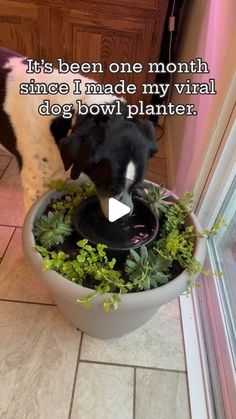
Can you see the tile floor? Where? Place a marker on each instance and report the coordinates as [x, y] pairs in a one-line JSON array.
[[50, 370]]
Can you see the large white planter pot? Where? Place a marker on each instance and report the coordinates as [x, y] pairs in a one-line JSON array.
[[135, 308]]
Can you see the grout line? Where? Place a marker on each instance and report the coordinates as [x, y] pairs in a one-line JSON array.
[[132, 366], [134, 394], [8, 244], [27, 302], [4, 171], [75, 376]]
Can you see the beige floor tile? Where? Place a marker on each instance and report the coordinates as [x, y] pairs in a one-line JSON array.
[[5, 235], [103, 392], [4, 151], [154, 177], [156, 344], [4, 161], [17, 281], [11, 204], [161, 395], [38, 355]]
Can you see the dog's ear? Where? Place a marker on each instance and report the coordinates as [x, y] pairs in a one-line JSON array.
[[76, 153], [148, 130]]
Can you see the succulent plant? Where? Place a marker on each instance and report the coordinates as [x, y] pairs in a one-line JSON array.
[[52, 228]]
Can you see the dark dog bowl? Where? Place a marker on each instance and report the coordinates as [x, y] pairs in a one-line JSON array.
[[129, 232]]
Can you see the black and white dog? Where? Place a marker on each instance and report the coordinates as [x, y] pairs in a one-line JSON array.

→ **Given request**
Reproduce every line of the listing above verbatim, omitting the image.

→ **Exercise response**
Can you see the tile floor? Where? Place a marker on each instance and report the coordinates as [x, y] pairs in a one-line JSON array.
[[50, 370]]
Can you see the large white planter pot? Where? Place a marker on each instance and report the coordinates as [x, y] pairs in a one-line JSON array.
[[135, 308]]
Can you see the grout line? Where? Place a marker on each instance and report the coordinates as [x, y] pairs in a one-line JSON array.
[[132, 366], [134, 394], [8, 244], [27, 302], [4, 171], [75, 376]]
Can you see the beige floor tile? Where? Place a marker on each instance and report the coordinates as [x, y] pairs in a one-line JSON array.
[[5, 235], [103, 392], [4, 151], [154, 177], [156, 344], [4, 161], [17, 281], [11, 204], [161, 395], [38, 355]]
Can you see the dog's ear? Where? Place a marker on each instance and report the coordinates as [x, y] pairs in a one-line JSON array.
[[76, 153], [148, 130]]
Can you see the succulent plant? Where? Place a marker on each instance and report the coordinates as [x, y] pairs in a one-line JSON array.
[[52, 228]]
Can you see the dark dog bowl? Where? Place a marker on each instance and report the coordinates as [x, y] pairs in a one-line JSON array.
[[129, 232]]
Can you see the black and white dog? Where? Place a marker on each instance and report the coordinates as [x, y] pairs in a one-line JSON array.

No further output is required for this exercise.